▸ KUTIPAN HALAMAN
((

Jika esoterisme penting bagi praktik religius seseorang, lalu apa nilai pentingnya? Saya akan membatasi nilai penting penggalian aspek esoterisme, pada Kekristenan dan bukan pada agama-agama yang lainnya. Pertama, memberi kehidupan pada agama. Rasul Yaaqov berkata, Sebab seperti tubuh tanpa roh adalah mati, demikian jugalah iman tanpa perbuatan-perbuatan adalah mati (Yak 2:26). Hidup keagamaan yang ditandai dengan berbagai ritual lahiriah (aspek eksoteris) seperi ibadah harian (tefilah), ibadah pekanan (shabat), ibadah bulan (rosh qodesh), ibadah tahunan (moedim), berbuat derma (tsedaqah), menyantuni anak yatim (yatomim) dan para janda (almanah) tanpa dilandasi hubungan dan pengenalan yang bersifat personal dengan Tuhan, akan menghasilkan kegiatan keagamaan dan ritual yang kering dan tidak mengalir dari spiritualitas yang hidup. Kata mengenal dalam bahasa Ibrani dipergunakan kata yada (Hos 4:6). Kata yada dipergunakan untuk menggambarkan hubungan seksual antara lelaki dan perempuan. ContohDan Adam telah menggauli Khawa, istrinya (we ha Adam yada et Khawa, Kej 4:1). Dengan demikian, pengenalan akan Tuhan bukan hanya berkaitan aspek nalar, rasio, logika namun suatu persekutuan yang intim, suatu pergaulan yang rapat. Yahshua pun mengajarkan bahwa, Tuhan itu Roh dan barangsiapa menyembah Dia, harus menyembah-Nya dalam roh dan kebenaran(Yokh 4:24). Penyembahan yang bukan haanya secara fisik dan lahiriah melainkan dari kedalaman jiwa dan roh yang disertai kebenaran dan kesetiaan. Seluruh ekspresi ibadah lahiriah atau yang nampak, merupakan suatu pantulan dari pengenalan atau pergaulan kita yang sejati dengan Tuhan Semesta Alam. Jika keseluruhan ibadah lahariah atau yang nampak merupakan pantulan dan bias dari pergaulan kita secara personal dengan Tuhan, maka ada kehidupan, kuasa, dinamika dalam ritual keagamaan kita dan bukan sekedar ritual kering dan sarat dengan kemunafikan.

))

▸ DAFTAR CATATAN
((

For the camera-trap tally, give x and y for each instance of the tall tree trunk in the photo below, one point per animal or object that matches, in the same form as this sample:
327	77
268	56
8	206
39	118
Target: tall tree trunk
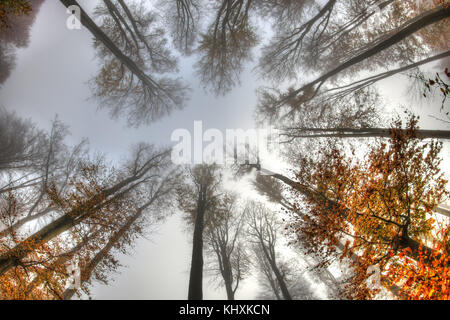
332	205
407	29
108	43
86	273
363	83
196	274
361	133
276	271
227	276
12	258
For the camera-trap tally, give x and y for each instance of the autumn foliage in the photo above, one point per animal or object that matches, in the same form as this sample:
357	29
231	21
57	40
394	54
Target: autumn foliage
379	212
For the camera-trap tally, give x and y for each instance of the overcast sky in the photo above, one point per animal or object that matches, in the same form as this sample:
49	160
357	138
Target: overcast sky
51	78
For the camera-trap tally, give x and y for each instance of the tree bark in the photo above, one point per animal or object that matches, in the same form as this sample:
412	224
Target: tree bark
107	42
12	258
407	29
276	271
196	274
361	133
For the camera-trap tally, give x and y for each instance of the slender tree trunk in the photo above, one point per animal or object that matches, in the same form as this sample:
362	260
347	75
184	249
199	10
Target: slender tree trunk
196	274
407	29
276	271
108	43
228	276
332	205
361	133
74	217
100	256
357	85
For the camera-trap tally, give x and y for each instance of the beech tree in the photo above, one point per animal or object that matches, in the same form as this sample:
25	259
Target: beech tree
311	89
16	19
199	197
224	238
184	16
90	198
148	213
131	47
226	45
381	207
263	230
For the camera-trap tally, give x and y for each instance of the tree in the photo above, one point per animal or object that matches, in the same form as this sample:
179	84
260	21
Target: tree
381	206
199	198
11	7
94	194
263	229
16	19
159	196
223	236
122	83
226	46
32	161
183	16
20	142
310	90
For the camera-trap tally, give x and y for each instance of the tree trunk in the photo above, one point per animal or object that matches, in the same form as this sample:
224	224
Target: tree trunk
362	133
228	276
196	274
332	205
407	29
108	43
74	217
276	271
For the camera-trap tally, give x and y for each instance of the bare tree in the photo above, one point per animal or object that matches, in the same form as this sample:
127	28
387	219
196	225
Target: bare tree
311	89
199	198
123	84
91	197
16	19
184	19
223	236
226	46
263	229
159	195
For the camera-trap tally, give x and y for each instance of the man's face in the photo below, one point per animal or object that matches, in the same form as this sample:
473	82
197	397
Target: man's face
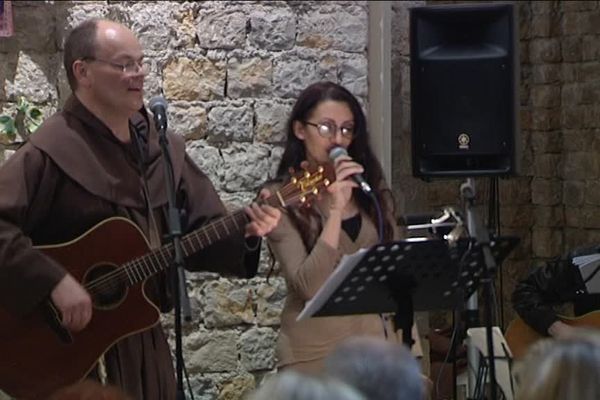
111	87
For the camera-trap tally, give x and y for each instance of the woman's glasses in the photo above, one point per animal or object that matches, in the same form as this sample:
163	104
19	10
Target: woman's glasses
328	129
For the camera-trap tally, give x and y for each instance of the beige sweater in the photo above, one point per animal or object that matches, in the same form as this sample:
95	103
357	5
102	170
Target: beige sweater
311	340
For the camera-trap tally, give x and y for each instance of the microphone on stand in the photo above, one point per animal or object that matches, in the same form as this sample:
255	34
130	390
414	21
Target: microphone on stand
158	106
338	151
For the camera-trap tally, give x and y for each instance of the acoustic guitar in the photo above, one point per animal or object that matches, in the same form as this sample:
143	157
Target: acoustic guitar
520	336
112	261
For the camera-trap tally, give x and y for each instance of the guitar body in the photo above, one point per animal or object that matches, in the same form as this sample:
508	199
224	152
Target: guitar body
520	336
34	362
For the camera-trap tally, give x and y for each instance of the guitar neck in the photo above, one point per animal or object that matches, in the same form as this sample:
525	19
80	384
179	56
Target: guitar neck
141	268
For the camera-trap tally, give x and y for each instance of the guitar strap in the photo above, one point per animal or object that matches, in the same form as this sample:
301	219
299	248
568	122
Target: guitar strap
154	237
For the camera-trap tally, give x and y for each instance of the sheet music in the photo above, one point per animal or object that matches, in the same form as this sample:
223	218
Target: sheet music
589	268
344	268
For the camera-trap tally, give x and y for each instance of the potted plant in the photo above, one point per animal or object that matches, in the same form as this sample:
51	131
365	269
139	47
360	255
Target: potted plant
15	130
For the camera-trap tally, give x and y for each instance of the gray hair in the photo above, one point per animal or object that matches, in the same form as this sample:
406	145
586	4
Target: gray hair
380	370
290	385
566	368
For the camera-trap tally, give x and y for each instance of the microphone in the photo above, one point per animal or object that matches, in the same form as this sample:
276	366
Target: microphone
158	106
338	151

))

▸ KERJAKAN INI
Apa terjemahan bahasa Inggris dari kalimat "Kata yada dipergunakan untuk menggambarkan hubungan seksual antara lelaki dan perempuan." dalam kutipan halaman tentang esoterisme di atas?

▸ JAWABAN
The word yada is used to describe sexual relations between a man and a woman.